Start of GIVEN INFORMATION

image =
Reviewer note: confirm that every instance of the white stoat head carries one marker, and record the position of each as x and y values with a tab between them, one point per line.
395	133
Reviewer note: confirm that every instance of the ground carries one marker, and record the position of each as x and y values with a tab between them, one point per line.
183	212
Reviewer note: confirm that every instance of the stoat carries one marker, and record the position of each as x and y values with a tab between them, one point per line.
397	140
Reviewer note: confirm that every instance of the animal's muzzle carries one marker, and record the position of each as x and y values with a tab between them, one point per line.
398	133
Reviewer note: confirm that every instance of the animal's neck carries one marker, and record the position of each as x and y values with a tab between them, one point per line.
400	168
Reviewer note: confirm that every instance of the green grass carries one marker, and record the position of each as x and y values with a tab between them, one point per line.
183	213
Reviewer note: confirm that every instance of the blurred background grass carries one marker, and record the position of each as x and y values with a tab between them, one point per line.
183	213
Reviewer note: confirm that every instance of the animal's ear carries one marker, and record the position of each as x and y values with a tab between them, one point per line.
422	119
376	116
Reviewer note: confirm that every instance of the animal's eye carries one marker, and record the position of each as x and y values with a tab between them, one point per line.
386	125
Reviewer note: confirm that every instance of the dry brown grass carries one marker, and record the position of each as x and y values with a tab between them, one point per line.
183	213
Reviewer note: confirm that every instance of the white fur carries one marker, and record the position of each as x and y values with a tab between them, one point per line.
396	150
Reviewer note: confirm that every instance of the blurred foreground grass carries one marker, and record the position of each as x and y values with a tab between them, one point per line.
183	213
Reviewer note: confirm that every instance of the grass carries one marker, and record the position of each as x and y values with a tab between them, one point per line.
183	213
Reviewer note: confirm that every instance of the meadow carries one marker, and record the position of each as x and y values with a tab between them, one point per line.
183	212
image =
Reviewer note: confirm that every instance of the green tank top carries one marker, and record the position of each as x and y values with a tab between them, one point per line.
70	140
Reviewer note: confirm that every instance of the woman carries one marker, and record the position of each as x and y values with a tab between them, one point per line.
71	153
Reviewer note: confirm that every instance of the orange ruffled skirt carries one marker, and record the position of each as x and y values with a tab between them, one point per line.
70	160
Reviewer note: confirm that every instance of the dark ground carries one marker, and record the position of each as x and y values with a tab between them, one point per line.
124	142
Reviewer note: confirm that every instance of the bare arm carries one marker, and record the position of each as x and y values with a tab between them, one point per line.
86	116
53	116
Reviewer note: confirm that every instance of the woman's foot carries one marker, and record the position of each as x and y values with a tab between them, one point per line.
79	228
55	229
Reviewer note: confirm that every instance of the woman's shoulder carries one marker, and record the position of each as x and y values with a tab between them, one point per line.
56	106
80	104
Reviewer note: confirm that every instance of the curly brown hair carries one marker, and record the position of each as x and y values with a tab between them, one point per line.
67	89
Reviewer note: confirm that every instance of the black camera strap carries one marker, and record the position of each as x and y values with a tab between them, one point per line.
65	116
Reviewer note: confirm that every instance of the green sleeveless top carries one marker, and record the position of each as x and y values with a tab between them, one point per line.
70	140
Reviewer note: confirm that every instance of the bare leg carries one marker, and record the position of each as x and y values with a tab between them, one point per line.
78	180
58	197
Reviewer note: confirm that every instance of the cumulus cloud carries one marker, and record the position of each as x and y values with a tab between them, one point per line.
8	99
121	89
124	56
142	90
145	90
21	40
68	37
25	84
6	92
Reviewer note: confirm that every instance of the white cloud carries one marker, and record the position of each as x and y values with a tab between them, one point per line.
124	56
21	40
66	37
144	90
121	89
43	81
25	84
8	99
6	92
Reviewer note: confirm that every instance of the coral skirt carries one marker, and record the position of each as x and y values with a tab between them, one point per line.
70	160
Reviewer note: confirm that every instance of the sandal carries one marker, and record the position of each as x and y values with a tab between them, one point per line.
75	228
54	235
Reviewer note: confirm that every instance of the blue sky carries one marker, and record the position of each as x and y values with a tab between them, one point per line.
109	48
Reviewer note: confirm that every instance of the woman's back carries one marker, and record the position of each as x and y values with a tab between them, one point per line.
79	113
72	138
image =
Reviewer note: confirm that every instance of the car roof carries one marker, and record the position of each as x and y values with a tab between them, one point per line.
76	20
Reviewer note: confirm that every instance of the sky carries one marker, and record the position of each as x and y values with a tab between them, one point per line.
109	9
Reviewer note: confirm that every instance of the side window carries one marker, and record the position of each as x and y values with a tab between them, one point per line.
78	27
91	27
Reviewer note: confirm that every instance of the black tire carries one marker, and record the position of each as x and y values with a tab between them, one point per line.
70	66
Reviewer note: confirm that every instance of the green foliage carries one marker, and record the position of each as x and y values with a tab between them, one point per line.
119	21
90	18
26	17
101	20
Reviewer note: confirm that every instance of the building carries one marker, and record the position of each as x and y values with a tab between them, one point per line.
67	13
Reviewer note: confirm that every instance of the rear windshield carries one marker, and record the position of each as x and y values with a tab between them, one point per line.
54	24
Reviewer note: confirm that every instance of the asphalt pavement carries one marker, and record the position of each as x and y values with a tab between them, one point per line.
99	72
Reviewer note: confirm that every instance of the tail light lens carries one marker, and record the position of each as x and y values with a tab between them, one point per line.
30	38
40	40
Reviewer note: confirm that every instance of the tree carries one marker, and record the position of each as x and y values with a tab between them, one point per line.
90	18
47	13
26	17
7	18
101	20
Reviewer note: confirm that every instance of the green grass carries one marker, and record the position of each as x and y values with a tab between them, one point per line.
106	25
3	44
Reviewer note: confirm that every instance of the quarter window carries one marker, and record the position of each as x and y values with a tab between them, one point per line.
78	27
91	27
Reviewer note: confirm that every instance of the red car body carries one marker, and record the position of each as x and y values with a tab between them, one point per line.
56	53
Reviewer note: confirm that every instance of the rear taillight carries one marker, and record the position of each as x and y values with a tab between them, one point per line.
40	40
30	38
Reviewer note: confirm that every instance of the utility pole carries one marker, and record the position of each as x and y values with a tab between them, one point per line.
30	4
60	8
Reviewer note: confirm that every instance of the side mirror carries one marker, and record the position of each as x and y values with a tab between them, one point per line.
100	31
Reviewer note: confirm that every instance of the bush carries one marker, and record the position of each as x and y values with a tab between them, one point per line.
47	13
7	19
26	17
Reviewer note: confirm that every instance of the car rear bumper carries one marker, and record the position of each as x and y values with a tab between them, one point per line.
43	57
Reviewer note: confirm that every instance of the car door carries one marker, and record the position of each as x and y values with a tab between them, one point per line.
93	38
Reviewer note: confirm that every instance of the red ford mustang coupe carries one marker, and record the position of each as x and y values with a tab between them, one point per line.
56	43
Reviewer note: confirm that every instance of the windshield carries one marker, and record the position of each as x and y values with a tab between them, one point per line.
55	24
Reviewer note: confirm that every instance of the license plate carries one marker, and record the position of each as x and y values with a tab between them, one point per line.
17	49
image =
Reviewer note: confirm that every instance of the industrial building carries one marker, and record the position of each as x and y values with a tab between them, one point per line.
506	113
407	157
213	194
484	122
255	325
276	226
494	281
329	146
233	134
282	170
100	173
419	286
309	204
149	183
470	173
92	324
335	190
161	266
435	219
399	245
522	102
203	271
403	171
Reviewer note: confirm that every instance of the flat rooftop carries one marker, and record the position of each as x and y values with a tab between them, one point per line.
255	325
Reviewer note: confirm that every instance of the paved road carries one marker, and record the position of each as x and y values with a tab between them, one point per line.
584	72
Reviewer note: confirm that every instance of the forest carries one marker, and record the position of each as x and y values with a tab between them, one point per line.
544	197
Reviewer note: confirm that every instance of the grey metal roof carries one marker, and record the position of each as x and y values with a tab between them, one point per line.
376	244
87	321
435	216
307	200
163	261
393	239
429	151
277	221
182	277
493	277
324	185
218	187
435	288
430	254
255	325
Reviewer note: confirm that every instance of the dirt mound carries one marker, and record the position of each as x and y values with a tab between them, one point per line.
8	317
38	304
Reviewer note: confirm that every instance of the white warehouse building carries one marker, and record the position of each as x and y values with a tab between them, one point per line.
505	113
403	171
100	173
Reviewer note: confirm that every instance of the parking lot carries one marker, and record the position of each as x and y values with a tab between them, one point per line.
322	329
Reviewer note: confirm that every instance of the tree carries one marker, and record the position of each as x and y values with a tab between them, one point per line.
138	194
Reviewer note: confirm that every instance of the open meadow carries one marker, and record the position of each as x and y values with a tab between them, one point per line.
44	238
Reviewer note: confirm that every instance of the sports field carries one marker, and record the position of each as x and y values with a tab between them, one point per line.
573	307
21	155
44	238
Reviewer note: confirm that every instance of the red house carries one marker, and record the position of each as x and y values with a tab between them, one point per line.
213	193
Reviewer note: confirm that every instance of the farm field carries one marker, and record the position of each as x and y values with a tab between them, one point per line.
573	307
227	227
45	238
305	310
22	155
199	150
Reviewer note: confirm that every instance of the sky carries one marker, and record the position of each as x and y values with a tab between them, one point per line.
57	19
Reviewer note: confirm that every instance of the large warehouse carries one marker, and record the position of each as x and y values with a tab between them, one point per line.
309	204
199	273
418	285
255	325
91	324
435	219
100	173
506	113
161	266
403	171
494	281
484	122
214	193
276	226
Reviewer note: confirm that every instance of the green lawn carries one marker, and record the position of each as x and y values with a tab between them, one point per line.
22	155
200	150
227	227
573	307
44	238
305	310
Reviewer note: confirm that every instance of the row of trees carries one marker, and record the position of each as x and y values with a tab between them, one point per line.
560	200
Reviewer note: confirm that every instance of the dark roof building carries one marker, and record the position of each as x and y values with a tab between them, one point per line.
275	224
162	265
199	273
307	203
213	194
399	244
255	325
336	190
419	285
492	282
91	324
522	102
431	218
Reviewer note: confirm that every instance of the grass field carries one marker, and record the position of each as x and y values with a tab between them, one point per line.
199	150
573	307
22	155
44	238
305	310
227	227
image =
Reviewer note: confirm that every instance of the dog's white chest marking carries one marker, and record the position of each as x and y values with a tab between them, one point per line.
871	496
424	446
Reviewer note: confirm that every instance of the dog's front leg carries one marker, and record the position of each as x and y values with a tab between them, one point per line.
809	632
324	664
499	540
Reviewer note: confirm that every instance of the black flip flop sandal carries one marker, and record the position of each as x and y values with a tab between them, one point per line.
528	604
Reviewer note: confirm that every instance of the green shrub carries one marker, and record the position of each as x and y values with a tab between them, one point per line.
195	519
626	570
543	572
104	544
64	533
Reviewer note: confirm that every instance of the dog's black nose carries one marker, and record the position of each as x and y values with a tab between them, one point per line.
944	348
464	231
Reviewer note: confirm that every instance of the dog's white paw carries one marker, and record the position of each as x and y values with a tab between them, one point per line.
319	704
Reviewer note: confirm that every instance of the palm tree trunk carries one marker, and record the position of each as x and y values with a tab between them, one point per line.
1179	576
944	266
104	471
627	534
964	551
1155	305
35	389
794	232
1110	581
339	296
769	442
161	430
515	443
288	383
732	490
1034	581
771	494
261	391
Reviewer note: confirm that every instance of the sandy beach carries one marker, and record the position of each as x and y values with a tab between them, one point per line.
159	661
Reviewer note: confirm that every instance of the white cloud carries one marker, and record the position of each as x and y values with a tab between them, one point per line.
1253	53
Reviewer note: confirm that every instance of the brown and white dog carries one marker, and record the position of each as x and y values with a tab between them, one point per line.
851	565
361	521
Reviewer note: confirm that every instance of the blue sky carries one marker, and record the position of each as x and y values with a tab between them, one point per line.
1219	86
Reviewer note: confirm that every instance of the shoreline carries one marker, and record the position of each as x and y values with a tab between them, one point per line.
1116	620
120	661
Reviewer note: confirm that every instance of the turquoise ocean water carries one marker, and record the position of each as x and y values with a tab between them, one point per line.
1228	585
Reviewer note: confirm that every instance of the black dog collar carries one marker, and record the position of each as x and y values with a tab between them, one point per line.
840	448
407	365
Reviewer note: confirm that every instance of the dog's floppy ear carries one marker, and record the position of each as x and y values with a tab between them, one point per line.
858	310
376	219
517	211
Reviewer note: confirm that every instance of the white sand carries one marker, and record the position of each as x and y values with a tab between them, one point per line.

End of GIVEN INFORMATION

• **PROBLEM REQUIREMENTS**: Keep only the lines from the one containing "Reviewer note: confirm that every instance of the turquoise" to the end of the entries, and repeat them exactly.

• **SOLUTION TO THE EXERCISE**:
Reviewer note: confirm that every instance of the turquoise ocean water carries one marker, and record the position of each as x and y values with a tab between them, one point per line.
1228	585
Reviewer note: confirm that every instance of the black dog collar carries one marker, and record the position of each as x and y values with a tab between them, one point per line.
840	448
407	365
Reviewer note: confirm that every instance of the dog's floppy ear carries one marker, and record the position of each as x and y values with a tab between them, one point per line.
858	310
376	219
517	211
Reviewer note: confirm that every instance of the white sand carries one marker, and record the position of each as x and y values with a tab between them, one point per line.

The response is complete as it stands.